Records for this exercise
--------------------------------------------------

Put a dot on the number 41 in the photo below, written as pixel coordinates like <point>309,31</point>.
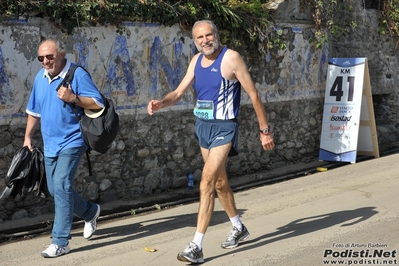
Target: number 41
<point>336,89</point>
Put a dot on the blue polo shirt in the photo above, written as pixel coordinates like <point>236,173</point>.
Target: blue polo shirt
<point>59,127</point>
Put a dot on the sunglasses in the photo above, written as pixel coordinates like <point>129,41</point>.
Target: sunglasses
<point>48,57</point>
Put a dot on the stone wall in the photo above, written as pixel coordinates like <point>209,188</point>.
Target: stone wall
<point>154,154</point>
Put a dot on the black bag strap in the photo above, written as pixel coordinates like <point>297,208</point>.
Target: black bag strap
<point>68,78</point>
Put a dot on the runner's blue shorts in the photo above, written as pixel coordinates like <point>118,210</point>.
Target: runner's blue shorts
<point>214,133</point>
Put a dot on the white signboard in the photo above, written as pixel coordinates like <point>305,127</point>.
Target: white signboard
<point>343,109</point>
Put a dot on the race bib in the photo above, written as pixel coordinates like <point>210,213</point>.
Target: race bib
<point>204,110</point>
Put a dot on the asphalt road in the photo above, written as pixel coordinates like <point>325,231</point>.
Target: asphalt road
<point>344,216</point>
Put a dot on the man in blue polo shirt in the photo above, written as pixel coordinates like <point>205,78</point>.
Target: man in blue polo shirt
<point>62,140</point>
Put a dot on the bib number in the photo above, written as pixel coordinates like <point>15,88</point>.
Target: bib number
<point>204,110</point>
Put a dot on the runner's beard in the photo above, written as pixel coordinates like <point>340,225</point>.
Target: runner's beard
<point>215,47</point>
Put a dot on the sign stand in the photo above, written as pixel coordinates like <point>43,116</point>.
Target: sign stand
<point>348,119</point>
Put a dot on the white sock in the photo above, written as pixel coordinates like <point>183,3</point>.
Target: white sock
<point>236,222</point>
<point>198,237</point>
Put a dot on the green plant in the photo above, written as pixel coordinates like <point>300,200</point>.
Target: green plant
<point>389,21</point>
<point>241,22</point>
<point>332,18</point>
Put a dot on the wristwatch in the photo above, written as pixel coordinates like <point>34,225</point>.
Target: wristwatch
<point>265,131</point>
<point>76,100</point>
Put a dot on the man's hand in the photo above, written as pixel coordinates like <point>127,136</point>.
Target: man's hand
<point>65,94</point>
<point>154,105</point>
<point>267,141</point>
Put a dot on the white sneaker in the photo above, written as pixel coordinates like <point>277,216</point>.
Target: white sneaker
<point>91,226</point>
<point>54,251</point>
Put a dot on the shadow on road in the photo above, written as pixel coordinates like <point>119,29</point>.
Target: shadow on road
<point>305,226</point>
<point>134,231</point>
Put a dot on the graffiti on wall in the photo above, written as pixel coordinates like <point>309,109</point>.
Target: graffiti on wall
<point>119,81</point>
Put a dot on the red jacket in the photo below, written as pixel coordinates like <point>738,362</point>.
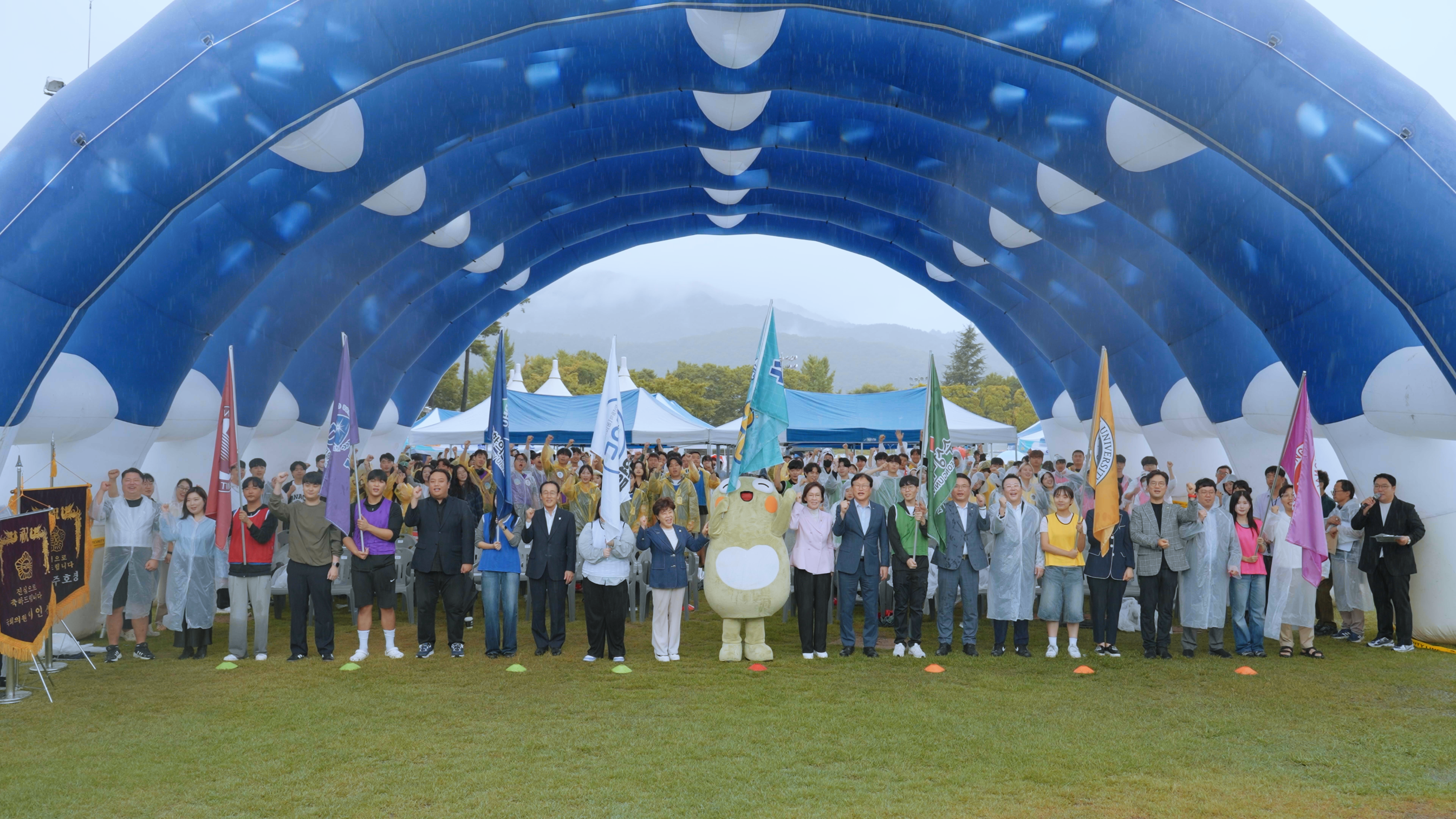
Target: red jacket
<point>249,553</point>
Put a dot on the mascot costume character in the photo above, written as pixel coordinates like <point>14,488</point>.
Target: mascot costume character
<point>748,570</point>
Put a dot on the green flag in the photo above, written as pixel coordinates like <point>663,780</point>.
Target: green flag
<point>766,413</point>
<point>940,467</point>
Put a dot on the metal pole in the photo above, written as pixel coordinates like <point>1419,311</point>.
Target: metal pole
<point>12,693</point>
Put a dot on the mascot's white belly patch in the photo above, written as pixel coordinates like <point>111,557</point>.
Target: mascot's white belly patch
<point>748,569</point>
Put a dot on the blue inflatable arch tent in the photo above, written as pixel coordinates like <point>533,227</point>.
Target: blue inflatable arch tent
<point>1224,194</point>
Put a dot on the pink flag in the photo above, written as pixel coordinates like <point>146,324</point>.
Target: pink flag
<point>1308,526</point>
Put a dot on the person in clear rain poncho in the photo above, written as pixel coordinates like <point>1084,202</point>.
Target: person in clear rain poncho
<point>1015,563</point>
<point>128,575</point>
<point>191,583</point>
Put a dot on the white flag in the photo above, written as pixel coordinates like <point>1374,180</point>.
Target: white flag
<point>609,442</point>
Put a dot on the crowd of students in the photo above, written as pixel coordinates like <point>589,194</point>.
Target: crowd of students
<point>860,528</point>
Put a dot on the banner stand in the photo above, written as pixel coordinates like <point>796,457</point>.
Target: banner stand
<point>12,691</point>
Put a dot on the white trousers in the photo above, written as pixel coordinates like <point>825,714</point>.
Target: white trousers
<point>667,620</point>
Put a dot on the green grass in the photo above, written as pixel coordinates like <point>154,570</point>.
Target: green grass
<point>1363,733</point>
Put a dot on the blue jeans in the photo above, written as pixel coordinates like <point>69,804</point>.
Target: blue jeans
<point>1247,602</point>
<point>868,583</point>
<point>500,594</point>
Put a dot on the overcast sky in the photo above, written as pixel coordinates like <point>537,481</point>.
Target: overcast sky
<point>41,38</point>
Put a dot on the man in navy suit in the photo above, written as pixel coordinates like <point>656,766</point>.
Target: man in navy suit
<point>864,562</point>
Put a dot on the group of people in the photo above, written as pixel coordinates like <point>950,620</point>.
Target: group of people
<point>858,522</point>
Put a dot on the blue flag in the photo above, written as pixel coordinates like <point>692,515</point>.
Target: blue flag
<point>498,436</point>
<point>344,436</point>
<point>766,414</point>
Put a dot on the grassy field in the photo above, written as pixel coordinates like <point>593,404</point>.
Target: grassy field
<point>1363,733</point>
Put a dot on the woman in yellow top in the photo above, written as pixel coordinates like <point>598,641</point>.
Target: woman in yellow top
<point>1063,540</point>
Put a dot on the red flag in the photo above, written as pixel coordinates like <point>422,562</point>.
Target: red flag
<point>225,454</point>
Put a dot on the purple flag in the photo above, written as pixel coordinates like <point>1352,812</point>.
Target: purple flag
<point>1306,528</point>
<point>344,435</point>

--------------------------------------------------

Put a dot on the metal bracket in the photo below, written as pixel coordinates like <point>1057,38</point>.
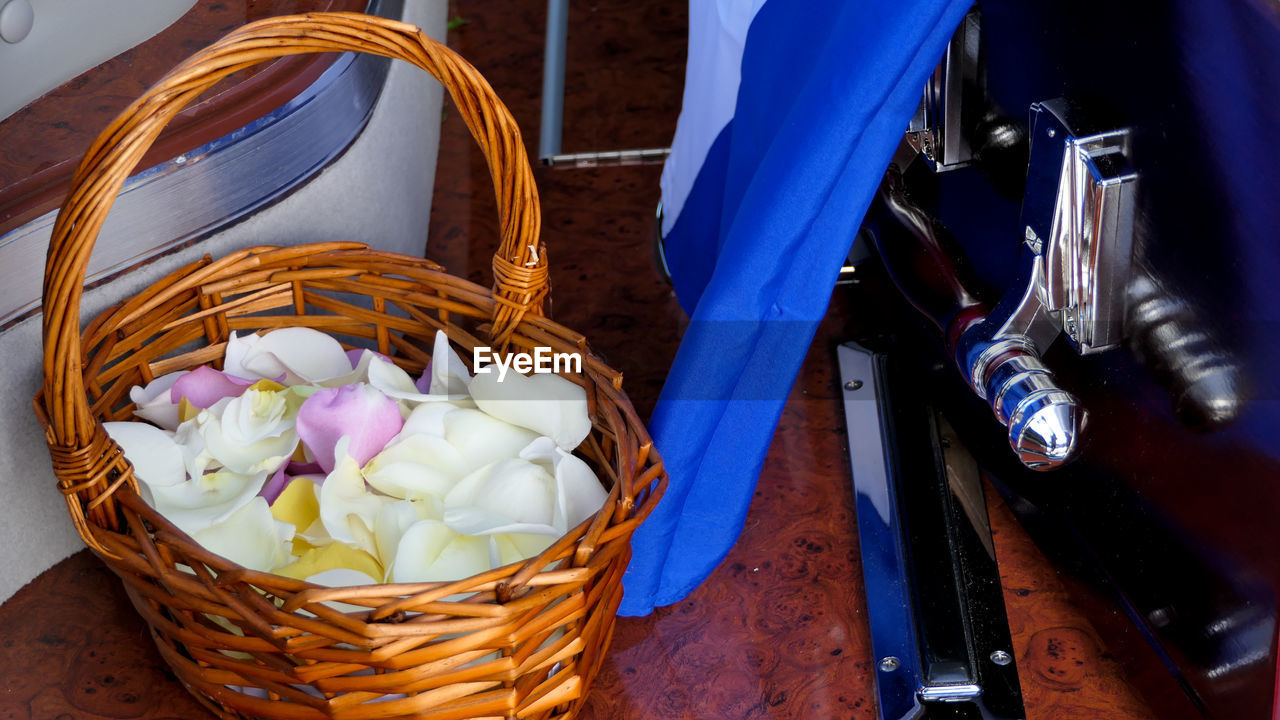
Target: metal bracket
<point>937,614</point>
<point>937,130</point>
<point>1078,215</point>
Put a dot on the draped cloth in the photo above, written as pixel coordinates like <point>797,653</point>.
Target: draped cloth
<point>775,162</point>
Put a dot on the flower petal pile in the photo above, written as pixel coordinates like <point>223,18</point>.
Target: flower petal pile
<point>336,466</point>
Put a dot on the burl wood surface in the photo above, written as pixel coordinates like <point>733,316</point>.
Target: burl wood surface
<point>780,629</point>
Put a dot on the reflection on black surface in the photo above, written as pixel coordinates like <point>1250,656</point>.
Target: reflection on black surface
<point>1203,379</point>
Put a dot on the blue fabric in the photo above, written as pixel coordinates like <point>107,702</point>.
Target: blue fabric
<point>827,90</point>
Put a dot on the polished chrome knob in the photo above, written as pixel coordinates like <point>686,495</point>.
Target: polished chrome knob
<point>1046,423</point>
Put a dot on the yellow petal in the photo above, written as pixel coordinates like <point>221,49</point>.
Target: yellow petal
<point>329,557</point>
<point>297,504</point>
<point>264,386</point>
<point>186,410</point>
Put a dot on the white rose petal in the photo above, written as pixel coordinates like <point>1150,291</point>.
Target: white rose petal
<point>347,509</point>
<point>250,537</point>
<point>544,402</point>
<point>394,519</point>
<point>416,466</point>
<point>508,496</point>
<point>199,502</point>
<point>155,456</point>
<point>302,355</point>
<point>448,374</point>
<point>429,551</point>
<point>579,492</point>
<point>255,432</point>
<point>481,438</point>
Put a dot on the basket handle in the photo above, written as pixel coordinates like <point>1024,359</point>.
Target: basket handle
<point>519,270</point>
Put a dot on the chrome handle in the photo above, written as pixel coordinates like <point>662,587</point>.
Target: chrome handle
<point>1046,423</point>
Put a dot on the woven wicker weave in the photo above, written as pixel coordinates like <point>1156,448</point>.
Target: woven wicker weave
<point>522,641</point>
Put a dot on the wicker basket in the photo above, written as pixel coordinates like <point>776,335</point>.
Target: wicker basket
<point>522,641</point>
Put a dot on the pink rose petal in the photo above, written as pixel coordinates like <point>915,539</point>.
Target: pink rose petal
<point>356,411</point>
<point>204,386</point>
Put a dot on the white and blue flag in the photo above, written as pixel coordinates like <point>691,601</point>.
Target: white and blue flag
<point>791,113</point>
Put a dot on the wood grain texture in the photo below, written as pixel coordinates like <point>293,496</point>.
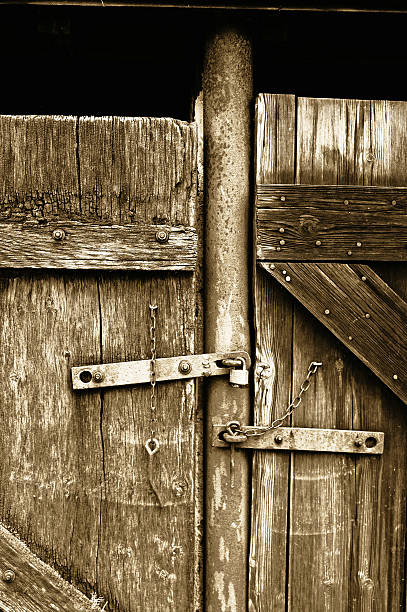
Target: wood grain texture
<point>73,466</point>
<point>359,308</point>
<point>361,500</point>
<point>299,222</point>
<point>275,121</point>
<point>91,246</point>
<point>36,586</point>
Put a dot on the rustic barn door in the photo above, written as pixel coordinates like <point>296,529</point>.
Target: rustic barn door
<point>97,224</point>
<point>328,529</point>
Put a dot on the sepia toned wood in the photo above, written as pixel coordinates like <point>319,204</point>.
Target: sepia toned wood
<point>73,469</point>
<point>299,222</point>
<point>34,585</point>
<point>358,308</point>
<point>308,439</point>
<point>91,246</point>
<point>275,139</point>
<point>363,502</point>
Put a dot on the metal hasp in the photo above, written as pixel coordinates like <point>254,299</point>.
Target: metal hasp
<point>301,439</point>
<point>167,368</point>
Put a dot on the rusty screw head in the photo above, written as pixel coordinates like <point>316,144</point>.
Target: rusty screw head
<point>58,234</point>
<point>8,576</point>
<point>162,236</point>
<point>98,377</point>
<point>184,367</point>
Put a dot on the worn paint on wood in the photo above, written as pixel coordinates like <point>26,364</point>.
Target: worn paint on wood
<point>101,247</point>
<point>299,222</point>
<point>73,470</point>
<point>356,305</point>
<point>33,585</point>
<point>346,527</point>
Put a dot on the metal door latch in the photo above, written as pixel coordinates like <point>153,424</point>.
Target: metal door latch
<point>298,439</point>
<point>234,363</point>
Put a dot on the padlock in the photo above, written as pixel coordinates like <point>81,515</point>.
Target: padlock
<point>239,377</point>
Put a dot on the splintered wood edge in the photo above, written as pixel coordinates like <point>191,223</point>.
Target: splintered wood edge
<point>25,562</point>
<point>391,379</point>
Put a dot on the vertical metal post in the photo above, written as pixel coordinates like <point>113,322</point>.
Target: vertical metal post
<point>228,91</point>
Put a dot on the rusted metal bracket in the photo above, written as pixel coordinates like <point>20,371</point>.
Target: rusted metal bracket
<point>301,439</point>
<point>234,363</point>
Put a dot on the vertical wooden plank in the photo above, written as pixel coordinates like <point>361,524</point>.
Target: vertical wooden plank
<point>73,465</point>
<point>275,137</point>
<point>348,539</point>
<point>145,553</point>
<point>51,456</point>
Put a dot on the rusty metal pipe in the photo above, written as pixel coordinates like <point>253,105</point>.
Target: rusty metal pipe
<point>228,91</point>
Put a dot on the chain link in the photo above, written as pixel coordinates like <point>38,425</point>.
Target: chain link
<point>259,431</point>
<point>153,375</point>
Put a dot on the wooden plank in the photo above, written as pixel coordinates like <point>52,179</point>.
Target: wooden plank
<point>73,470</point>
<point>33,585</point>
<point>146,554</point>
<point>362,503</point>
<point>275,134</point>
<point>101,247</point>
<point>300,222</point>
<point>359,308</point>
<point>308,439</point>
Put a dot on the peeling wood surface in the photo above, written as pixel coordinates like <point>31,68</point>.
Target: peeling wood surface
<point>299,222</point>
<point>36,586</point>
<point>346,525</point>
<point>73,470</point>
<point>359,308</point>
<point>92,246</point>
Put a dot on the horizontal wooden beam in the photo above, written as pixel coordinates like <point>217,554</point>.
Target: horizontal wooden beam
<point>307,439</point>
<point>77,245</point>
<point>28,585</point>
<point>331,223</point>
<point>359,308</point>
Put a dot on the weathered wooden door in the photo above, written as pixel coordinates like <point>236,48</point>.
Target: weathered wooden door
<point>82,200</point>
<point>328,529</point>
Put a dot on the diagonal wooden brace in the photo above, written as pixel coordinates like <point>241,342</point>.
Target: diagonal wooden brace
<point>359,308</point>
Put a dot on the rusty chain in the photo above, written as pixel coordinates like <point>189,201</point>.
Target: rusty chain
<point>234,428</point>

--------------------------------------------------

Description of the task
Copy the listing lines between the lines holding "Put a dot on the blue inflatable" and "<point>860,528</point>", inclusive, switching "flag" to "pennant" and leaving everything else unchanged.

Worked answer
Put a dot on the blue inflatable arch tent in the photo above, written as pixel coordinates like <point>533,227</point>.
Target: blue inflatable arch tent
<point>1224,194</point>
Put a dot on the pink pennant in the photo above, written as pixel coordinates like <point>146,324</point>.
Target: pink pennant
<point>1308,526</point>
Put a dot on the person in clear rain poncho in the photo above, written as pixel coordinates like <point>1084,202</point>.
Target: person in clear rain poncho
<point>1015,563</point>
<point>128,575</point>
<point>191,583</point>
Put a dot on the white pennant in the photo above, written as pixel coordinates like <point>1374,180</point>.
Target: white pennant
<point>609,442</point>
Put a dot on the crowd of students in the photo above, written as pixel coordinates like <point>589,194</point>.
Target: crowd of students
<point>860,528</point>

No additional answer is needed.